Your instructions: Taking the listing below, restate word for word each line from the line with "Target: gray paint" to the line with "Put a marker on every instance of the aircraft wing", ends included, and stop there.

Material supplied:

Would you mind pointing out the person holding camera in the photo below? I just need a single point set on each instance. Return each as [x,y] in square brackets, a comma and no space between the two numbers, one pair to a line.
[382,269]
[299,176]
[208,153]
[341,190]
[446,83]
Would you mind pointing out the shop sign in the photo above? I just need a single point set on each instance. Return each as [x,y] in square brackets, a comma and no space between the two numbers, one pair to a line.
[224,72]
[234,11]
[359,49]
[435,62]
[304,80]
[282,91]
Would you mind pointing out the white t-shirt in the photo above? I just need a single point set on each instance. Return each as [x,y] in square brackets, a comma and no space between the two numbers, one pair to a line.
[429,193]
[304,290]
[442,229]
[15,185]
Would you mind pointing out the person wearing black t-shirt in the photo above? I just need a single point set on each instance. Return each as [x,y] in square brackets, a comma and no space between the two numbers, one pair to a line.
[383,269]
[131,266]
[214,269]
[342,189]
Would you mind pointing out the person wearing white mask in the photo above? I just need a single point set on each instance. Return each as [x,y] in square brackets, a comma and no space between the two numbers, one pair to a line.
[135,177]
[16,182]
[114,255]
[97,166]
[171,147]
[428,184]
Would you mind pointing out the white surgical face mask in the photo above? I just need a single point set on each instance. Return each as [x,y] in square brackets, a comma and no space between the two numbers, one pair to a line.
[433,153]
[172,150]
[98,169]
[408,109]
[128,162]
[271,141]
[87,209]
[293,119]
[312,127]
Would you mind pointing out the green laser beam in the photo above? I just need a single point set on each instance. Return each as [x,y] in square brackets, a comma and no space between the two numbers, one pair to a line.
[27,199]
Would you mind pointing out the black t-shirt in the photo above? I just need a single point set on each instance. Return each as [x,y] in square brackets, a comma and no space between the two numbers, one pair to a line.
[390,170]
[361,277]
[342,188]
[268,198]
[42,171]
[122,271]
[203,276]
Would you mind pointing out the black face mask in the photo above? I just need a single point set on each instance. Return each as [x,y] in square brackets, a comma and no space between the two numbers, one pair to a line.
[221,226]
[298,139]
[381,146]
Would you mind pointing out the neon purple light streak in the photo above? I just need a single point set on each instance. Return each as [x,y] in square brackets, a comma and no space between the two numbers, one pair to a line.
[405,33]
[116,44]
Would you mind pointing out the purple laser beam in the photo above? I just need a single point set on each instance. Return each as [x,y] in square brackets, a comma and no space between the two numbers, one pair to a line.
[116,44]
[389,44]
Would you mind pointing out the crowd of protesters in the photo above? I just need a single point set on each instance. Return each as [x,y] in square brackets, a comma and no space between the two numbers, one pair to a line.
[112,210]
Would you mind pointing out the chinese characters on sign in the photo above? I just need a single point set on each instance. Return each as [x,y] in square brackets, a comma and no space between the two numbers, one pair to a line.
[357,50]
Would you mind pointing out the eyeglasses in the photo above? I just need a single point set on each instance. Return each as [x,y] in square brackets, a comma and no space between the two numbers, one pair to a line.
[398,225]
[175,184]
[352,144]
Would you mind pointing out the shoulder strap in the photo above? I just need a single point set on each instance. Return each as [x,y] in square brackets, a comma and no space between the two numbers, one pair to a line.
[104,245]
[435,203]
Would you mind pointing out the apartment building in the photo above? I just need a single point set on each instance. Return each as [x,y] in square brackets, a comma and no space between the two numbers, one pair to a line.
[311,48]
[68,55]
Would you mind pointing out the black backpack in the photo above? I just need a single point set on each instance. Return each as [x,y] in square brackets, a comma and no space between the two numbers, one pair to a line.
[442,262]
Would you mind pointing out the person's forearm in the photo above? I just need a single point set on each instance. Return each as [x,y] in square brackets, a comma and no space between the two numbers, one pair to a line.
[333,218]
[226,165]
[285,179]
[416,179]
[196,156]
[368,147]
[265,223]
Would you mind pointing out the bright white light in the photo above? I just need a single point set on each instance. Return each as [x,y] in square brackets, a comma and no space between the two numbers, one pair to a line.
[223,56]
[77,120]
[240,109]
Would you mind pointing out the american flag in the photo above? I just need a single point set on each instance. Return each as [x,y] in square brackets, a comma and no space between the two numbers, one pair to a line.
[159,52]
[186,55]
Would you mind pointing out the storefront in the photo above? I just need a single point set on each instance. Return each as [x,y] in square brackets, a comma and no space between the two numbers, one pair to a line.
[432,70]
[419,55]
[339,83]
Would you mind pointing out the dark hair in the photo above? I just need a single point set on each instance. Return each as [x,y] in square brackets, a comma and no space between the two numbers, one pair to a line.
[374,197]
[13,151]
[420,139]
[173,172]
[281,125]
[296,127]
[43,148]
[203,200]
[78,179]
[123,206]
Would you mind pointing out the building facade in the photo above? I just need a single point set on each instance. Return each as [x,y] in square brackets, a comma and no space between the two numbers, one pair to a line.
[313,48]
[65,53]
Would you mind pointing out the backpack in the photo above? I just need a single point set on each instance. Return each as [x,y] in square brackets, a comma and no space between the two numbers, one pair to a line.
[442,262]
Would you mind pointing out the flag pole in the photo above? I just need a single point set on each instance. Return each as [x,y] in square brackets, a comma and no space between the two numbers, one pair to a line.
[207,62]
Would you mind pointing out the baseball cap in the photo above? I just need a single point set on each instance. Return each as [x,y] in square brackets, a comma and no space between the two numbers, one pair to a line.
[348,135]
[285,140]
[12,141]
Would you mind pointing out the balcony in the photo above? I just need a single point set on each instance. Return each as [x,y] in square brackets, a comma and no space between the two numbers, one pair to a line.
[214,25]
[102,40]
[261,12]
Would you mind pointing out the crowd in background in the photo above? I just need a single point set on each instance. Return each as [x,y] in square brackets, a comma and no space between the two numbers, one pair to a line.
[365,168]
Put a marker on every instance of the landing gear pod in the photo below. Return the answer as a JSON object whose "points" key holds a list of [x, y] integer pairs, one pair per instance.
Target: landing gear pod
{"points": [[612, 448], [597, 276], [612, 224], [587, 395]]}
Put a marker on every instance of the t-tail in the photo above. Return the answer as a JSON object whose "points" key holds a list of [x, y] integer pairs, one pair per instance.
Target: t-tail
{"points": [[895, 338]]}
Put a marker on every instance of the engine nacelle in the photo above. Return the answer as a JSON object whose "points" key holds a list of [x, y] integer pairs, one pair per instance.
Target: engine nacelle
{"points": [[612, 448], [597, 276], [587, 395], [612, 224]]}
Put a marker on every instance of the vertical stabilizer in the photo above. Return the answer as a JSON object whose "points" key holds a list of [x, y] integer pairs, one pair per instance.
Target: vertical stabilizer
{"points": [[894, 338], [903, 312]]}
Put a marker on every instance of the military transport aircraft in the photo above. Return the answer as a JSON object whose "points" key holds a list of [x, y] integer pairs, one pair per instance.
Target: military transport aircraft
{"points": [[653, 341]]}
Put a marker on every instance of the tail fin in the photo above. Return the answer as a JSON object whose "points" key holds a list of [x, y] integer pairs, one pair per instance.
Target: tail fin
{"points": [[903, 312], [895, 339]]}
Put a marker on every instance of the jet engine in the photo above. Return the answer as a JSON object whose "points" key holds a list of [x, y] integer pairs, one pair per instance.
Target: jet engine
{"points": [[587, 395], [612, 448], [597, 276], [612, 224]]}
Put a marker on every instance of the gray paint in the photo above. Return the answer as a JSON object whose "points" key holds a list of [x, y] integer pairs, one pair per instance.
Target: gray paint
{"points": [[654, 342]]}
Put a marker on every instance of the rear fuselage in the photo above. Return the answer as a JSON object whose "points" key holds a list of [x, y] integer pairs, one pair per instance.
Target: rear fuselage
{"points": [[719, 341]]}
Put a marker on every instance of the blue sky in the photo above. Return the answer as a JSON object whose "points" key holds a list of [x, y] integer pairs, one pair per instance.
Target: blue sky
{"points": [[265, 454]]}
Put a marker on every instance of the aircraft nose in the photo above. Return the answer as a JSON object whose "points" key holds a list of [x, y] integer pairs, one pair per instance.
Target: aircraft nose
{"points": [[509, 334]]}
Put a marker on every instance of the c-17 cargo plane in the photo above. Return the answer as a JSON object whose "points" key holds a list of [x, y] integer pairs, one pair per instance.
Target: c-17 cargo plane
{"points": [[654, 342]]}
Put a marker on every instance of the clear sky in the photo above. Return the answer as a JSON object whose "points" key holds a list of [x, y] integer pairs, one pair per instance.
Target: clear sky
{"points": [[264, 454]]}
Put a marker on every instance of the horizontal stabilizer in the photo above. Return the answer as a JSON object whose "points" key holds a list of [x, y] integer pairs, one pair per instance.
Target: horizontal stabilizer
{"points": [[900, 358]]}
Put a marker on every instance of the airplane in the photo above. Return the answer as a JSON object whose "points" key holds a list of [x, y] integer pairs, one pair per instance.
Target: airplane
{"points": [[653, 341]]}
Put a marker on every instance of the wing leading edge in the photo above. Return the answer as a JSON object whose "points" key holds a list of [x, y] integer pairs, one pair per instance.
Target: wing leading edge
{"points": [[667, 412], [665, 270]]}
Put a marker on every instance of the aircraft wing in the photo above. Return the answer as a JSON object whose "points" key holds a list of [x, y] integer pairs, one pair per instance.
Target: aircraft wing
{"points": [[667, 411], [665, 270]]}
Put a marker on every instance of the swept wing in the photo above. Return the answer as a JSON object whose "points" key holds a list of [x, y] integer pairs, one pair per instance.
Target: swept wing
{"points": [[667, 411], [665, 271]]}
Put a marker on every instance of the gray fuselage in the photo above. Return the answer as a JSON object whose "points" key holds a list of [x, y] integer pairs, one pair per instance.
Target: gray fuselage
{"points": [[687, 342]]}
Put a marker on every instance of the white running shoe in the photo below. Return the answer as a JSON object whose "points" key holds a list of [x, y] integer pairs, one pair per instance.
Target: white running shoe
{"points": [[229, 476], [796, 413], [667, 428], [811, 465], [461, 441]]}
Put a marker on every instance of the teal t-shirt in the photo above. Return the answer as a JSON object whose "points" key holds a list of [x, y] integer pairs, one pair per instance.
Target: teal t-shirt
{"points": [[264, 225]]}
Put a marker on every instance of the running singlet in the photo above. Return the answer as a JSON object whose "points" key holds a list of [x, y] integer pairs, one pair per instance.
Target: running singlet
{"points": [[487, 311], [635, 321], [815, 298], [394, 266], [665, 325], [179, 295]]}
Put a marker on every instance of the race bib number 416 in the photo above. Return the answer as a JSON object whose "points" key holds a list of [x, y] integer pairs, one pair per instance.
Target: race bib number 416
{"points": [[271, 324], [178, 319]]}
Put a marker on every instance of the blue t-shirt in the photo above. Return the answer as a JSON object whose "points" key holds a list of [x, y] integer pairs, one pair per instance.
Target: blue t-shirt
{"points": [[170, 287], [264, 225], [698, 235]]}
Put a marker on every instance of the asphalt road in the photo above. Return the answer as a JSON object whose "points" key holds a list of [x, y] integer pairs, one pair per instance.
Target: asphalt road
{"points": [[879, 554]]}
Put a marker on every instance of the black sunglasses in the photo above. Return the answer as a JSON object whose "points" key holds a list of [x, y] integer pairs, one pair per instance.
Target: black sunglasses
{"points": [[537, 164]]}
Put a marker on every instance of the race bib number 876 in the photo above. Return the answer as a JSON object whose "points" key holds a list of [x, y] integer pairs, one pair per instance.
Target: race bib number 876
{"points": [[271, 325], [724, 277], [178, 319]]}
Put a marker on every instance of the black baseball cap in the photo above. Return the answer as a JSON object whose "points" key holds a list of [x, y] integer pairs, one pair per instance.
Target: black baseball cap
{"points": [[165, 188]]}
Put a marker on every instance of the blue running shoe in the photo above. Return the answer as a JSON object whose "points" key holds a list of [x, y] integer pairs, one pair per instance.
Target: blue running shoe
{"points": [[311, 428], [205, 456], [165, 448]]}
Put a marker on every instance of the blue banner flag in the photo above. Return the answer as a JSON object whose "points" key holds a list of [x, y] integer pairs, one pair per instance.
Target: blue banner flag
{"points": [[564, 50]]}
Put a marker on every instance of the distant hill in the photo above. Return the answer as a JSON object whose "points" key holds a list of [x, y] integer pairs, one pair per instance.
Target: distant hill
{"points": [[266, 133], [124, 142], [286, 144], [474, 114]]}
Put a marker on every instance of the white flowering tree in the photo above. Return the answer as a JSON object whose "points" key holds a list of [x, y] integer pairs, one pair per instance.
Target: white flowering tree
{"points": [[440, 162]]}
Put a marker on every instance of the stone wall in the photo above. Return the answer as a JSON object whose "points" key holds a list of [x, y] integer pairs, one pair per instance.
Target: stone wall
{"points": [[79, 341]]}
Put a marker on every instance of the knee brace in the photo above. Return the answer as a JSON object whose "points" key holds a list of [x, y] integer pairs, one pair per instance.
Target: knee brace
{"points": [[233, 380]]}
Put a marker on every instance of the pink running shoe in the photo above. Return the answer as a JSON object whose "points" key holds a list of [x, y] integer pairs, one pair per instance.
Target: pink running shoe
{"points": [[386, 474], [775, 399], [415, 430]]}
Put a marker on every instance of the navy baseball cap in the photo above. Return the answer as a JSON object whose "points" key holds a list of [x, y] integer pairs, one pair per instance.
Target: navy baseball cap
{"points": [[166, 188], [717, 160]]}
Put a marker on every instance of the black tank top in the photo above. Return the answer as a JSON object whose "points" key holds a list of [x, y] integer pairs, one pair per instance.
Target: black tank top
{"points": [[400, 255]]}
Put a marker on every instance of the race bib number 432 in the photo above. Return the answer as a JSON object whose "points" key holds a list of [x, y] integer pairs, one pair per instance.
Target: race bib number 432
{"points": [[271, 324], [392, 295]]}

Result for this task:
Target: gray paint
{"points": [[654, 342]]}
Put a marker on every instance of the rear fuselage in the photo above. Return the answer as a JSON object whose "points" key holds a list of [x, y] integer pairs, one pair per instance.
Target: rear fuselage
{"points": [[719, 341]]}
Put a marker on every instance of the blue sky in the photo above. Return the answer as a JSON object whose "points" key holds a list of [x, y] integer pairs, one pair per instance.
Target: blue sky
{"points": [[265, 454]]}
Put a marker on every instance of the aircraft nose in the photo above. Return the answer as a JSON object whose "points" key holds a list of [x, y] integer pairs, one pair per instance.
Target: aircraft nose
{"points": [[509, 334]]}
Put a marker on every instance of the c-17 cargo plane in the photo above. Return the answer as a JSON object whose "points" key holds a list of [x, y] integer pairs, one pair per instance.
Target: c-17 cargo plane
{"points": [[654, 342]]}
Put a marker on every instance of the clear sky in the photo above. Return the answer as a JSON object whose "points" key holds a list of [x, y] integer pairs, one pair per instance.
Target: clear sky
{"points": [[264, 454]]}
Put a marker on every instance of the horizontal stabilizer in the photo above. Return the answer as a JSON object whose "points" key holds a list of [x, y] integer pairs, one pair per instance.
Target: horizontal stabilizer
{"points": [[900, 358]]}
Put a marker on every instance of the airplane in the photo above. Return the answer as a JSON object whose "points" key holds a list of [x, y] integer pairs, one pair per instance.
Target: airplane
{"points": [[653, 341]]}
Put a marker on every instance of the wing leading edge in the photo above. Return the answer as a JSON object whose "points" key holds a list of [x, y] integer pairs, one pair per instance.
Target: wing leading edge
{"points": [[667, 412], [665, 270]]}
Put a marker on every instance of the aircraft wing in the photo above. Return the answer as a JSON object whose "points" key holds a list of [x, y] integer pairs, one pair per instance.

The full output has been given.